▶ [YOUR OBJECTIVE] Shift every coordinate in the answers of the listing below up by 77, and write the lines out again with the requests kept in. Begin at the line that contains "locate the orange" and stop after the line that contains "238,64,343,188".

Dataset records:
______________________________

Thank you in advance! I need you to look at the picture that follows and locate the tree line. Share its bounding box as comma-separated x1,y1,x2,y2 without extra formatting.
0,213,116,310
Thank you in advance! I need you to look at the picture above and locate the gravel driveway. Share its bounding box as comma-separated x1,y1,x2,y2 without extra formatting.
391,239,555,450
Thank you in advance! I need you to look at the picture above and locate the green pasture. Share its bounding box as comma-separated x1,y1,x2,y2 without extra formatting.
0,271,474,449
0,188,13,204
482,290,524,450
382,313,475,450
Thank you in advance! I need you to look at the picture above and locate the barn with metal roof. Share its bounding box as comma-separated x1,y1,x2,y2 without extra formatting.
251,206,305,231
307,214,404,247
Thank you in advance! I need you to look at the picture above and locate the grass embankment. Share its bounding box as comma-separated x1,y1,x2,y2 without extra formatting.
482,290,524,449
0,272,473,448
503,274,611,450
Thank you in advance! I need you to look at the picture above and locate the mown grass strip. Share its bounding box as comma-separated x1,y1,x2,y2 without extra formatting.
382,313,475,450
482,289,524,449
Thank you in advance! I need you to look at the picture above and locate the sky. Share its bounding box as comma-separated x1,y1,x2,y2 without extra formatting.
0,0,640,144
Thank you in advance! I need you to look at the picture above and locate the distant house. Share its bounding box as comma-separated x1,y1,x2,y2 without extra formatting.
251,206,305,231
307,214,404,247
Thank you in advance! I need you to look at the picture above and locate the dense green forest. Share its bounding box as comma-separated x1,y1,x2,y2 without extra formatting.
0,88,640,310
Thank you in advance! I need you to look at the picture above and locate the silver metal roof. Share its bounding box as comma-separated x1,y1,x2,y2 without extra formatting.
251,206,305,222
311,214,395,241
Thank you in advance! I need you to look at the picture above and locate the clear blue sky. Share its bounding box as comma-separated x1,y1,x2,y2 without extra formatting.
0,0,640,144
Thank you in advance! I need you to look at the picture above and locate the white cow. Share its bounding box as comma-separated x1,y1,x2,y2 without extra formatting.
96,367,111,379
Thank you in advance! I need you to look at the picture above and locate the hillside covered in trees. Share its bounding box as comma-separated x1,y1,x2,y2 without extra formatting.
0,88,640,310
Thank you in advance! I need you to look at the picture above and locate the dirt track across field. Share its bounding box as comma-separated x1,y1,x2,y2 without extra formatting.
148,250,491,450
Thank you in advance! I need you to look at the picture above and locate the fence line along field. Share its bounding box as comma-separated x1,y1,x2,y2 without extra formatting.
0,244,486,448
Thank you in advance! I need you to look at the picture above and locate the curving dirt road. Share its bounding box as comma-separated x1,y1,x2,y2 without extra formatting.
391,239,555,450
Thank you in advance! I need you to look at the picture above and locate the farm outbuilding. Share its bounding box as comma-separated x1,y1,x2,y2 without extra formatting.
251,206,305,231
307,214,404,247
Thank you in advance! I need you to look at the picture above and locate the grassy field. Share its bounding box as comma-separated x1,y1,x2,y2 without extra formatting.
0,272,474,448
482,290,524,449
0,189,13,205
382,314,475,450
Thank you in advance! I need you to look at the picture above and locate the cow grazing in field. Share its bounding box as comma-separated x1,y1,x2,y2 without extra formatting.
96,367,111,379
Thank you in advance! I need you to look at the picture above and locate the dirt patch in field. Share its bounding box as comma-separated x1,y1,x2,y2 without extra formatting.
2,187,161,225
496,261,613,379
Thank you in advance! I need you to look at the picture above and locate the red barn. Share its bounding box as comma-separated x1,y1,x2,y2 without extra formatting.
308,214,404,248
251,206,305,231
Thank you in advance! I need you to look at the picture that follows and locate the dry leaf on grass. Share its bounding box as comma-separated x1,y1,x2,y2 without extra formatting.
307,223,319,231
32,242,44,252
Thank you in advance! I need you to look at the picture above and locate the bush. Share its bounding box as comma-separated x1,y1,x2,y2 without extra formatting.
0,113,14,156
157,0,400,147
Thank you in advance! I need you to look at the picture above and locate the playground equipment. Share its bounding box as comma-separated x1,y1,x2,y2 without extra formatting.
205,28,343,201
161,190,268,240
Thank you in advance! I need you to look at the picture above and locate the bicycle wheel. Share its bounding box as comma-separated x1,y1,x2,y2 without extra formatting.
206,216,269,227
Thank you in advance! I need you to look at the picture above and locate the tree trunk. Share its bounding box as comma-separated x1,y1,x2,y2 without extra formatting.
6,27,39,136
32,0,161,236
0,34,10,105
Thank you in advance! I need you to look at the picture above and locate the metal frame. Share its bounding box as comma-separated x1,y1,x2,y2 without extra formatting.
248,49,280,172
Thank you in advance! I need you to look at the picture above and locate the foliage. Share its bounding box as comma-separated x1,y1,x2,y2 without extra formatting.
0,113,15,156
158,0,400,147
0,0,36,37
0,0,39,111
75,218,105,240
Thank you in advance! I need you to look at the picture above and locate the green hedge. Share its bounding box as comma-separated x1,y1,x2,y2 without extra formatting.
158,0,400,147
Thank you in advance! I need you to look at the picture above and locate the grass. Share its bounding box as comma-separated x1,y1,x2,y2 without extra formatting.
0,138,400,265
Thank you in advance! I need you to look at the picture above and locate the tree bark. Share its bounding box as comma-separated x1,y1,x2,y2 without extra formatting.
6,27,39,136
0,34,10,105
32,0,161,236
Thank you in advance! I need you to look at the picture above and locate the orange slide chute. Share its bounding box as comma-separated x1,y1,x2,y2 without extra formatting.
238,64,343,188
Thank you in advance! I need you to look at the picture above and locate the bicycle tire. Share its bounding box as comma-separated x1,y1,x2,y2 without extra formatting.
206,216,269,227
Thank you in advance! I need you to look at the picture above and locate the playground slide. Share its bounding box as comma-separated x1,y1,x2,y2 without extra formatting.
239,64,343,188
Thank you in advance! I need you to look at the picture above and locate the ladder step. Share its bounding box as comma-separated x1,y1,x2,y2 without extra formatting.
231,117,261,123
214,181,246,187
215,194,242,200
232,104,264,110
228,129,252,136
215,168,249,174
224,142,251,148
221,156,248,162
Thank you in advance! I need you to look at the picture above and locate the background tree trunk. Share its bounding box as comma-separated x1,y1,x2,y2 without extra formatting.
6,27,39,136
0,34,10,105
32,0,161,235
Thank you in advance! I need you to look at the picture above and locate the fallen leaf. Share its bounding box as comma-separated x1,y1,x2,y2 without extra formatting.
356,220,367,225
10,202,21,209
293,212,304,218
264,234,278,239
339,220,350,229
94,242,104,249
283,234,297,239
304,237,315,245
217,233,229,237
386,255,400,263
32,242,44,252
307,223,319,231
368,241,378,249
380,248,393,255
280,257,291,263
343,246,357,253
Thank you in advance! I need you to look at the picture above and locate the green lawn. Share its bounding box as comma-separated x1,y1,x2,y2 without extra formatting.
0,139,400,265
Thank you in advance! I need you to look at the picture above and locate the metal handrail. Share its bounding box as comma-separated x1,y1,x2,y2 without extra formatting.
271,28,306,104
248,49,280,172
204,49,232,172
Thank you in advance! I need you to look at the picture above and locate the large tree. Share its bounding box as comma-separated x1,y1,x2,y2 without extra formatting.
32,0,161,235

______________________________

▶ [SOLUTION FOR THIS TASK]
Thank you in advance! I need you to look at the picture above and locate the orange slide chute. Share its bounding box as comma-separated x1,y1,x2,y2 without extra formatting.
315,141,420,265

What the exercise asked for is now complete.